_What to produce_. Reproduce the listing below with "marker" substituted for every occurrence of "keypoint" and everything else unchanged. Leave the pictures out of your version.

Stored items
— start —

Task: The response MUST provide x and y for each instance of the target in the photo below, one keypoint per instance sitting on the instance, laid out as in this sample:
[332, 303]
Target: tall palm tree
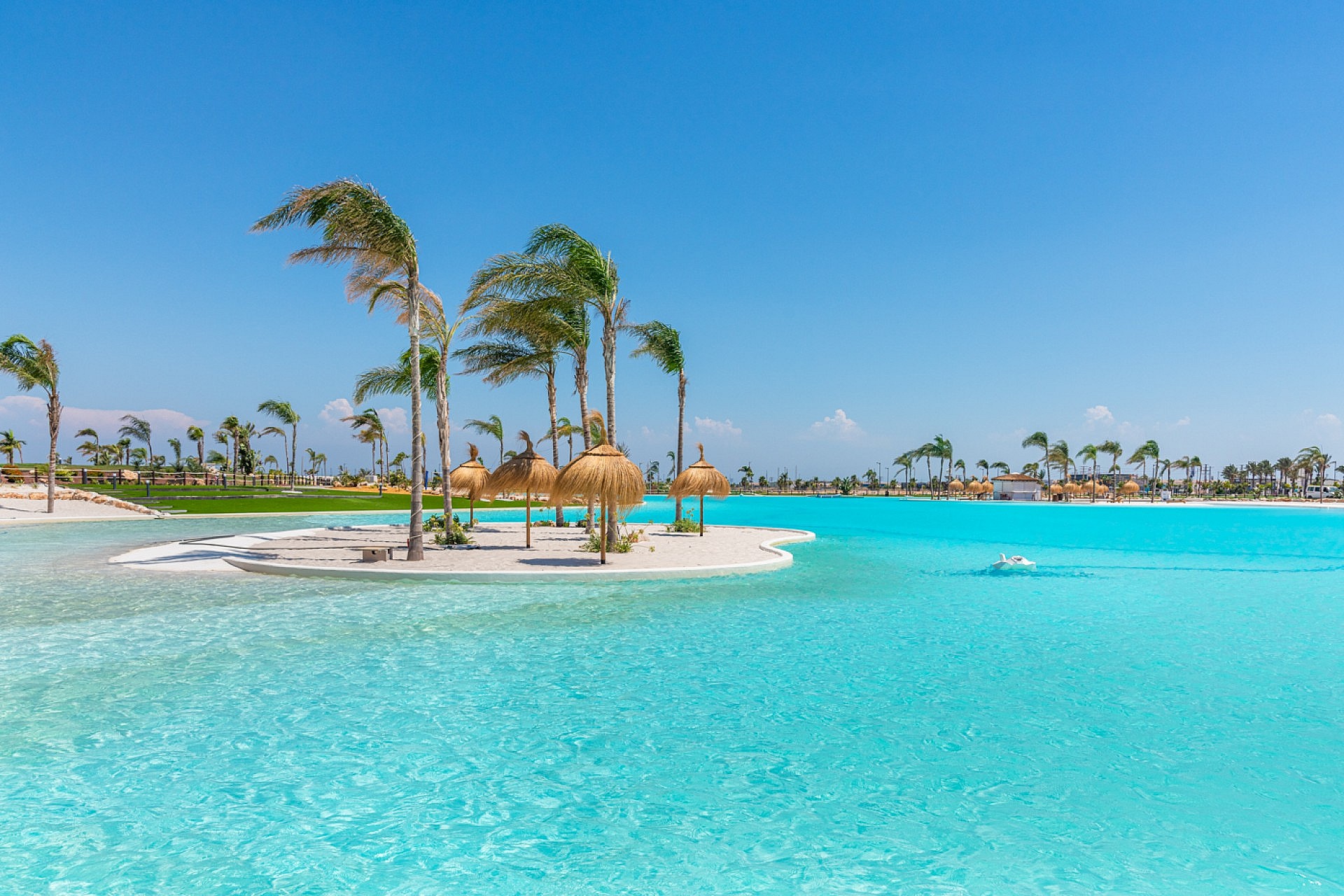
[512, 355]
[1113, 449]
[93, 449]
[139, 429]
[1059, 457]
[556, 265]
[10, 444]
[1089, 453]
[663, 346]
[198, 435]
[1040, 440]
[492, 426]
[438, 330]
[286, 414]
[34, 367]
[360, 227]
[370, 430]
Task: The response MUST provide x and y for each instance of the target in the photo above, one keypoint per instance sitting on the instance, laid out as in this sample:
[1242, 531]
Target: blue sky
[872, 225]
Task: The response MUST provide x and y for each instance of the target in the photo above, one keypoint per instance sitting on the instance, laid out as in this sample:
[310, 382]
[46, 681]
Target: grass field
[200, 498]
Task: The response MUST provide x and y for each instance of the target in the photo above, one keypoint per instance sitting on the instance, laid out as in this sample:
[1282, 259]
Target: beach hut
[1016, 486]
[470, 480]
[528, 473]
[604, 475]
[698, 480]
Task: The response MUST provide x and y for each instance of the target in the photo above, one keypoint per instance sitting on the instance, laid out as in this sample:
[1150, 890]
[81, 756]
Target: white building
[1016, 486]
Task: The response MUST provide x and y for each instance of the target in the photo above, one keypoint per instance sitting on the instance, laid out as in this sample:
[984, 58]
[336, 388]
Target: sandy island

— end —

_Answer to the problem_.
Task: The response MUST provide x and y for each instance of the target in the photo below, one marker per instance sitting on the instance, laid out as in this sample:
[332, 303]
Target: tall palm tree
[512, 355]
[1113, 449]
[93, 449]
[139, 429]
[1059, 457]
[556, 265]
[10, 444]
[1089, 453]
[663, 346]
[198, 435]
[1040, 440]
[492, 426]
[438, 330]
[286, 414]
[34, 367]
[360, 227]
[370, 430]
Task: The response MUST provide x and y for each instance of the target in the photo above, one marker per instance sitting on the instance, laid out as in this sample:
[1242, 531]
Target: blue sky
[872, 225]
Task: The response MUST provide x and y for each instance of the target in the photo above, one marker per instance sitting on the instance, laid out as in this sample:
[310, 382]
[46, 681]
Target: grass field
[200, 498]
Task: The response MUST provide x and y for each instance of the target in the photo above, one marker per instance sitting on the instance, laid out as in this sample:
[1282, 259]
Target: beach hut
[1016, 486]
[470, 480]
[528, 473]
[604, 475]
[698, 480]
Task: The response MUST provide x and y for each instance of the target in the photo above, one marker per instance sitting on the instance, laid out as in this sample:
[1150, 890]
[81, 756]
Target: white building
[1016, 486]
Task: The response MUST provide x and y for each instance of the target in the photo above, one marker per instance sitting on the instance, laid out as in this sample:
[984, 58]
[336, 388]
Target: sandy island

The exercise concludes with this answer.